_WHAT IS EXPECTED_
Please write out all of the data below exactly as it stands, line for line, with no changes.

· · · · ·

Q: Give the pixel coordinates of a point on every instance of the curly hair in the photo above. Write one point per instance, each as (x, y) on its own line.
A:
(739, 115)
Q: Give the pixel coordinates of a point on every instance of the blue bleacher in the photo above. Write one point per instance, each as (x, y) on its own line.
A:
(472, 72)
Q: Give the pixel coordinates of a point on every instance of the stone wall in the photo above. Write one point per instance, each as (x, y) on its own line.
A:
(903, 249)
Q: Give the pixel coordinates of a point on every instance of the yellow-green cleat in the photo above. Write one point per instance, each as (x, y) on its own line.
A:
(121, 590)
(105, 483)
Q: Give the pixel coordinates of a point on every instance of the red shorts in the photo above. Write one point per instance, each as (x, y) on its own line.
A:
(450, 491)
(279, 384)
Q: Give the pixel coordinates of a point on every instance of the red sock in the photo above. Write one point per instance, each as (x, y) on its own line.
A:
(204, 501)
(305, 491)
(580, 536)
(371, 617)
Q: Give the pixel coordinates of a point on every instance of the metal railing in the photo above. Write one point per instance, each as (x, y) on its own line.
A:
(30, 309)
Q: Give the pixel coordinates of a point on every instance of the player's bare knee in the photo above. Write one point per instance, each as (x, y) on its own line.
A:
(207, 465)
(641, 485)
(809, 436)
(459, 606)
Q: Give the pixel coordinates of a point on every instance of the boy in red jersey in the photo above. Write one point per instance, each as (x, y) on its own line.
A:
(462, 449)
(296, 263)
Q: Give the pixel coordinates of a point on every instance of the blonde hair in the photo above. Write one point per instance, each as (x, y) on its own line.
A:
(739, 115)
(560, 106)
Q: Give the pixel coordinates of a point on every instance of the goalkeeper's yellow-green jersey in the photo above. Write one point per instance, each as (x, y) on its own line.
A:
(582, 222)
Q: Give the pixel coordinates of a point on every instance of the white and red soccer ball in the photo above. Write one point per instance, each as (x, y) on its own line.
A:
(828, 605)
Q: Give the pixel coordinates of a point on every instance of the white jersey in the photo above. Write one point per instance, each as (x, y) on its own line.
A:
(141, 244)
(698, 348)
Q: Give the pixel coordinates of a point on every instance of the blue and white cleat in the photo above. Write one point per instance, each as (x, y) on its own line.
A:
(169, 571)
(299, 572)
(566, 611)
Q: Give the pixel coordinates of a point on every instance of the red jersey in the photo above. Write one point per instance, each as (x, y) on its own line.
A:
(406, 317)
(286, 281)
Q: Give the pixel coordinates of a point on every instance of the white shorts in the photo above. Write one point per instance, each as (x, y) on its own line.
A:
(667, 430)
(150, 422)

· · · · ·

_FINISHED ANSWER_
Q: Give the pixel coordinates of a point on every instance of the curly hair in the photo above. Write one point per instance, each as (x, y) on its own line.
A:
(739, 115)
Q: Give the pixel coordinates of a point on every instance of the blue bleacher in the photo above. Write one point per instance, each as (x, y) on its own line.
A:
(472, 72)
Q: Give the pixel coordinates of a point on every instance of the stone wall in the photo above. Write one point per instance, each as (x, y) on its own line.
A:
(903, 249)
Q: Give the pixel coordinates of a point on every instance of the yellow-green cleat in the photo above. Write one point per instance, each as (x, y) on its own line.
A:
(121, 590)
(105, 483)
Q: Give the pixel coordinates of a point on every instance of the red shorts in the photo above. Write one point per instance, each as (x, y) on its own line.
A:
(450, 491)
(279, 384)
Q: Give the pixel coordinates of a point on every instance of the red sock in the photo above. Write one point per instance, each as (x, y) on its own line.
A:
(204, 501)
(305, 491)
(580, 536)
(371, 617)
Q: Give the pixel coordinates of a point on every instance of the metal railing in the photo above. Write one point per instance, each as (x, y) on its own line.
A:
(30, 309)
Q: Give the pixel coordinates of a point on every instance of the player's bare knee in the photo above. Write one point per instance, each as (x, y) on its own line.
A:
(207, 465)
(641, 485)
(809, 436)
(459, 606)
Q: Give the pixel coordinates of a point on every instance of the boy in red jersey in the photo above. Write one point per instance, each as (x, y) on its own line.
A:
(462, 449)
(296, 263)
Q: Give the pixel coordinates of a point on every instance of the blonde hair in the photo above. Write one point per instance, each as (x, y) on its own line.
A:
(739, 115)
(560, 106)
Q: Give the pixel coordinates of a point on every instance of the goalkeeper's yellow-green jersey in the photo above. Write one point per instance, each as (x, y) on its own line.
A:
(582, 222)
Q: Give the pixel coordinates of a point on every instance of the white and red soccer ball in the photo above. Write one point per instance, each as (x, y) on its own line.
A:
(828, 605)
Q: Give the pixel coordinates of a point on every instance of the white jersey in the photo above. Write one point per instance, each as (x, y) on its own line.
A:
(141, 244)
(698, 348)
Q: Give the pixel coordinates of a point on every instance of the blue and white cleat in the photo above. Write one point per instance, each as (x, y) on its own line.
A:
(169, 571)
(299, 572)
(566, 611)
Q: Give the pixel coordinates of a point on every instance of the red jersey in the photo above. Write one point per instance, each as (x, y) on its own line.
A:
(406, 317)
(286, 281)
Q: Give the pixel coordinates of a point on every instance of the white shorts in the photo above. Write one point per instance, each as (x, y) on its own line.
A:
(667, 430)
(150, 422)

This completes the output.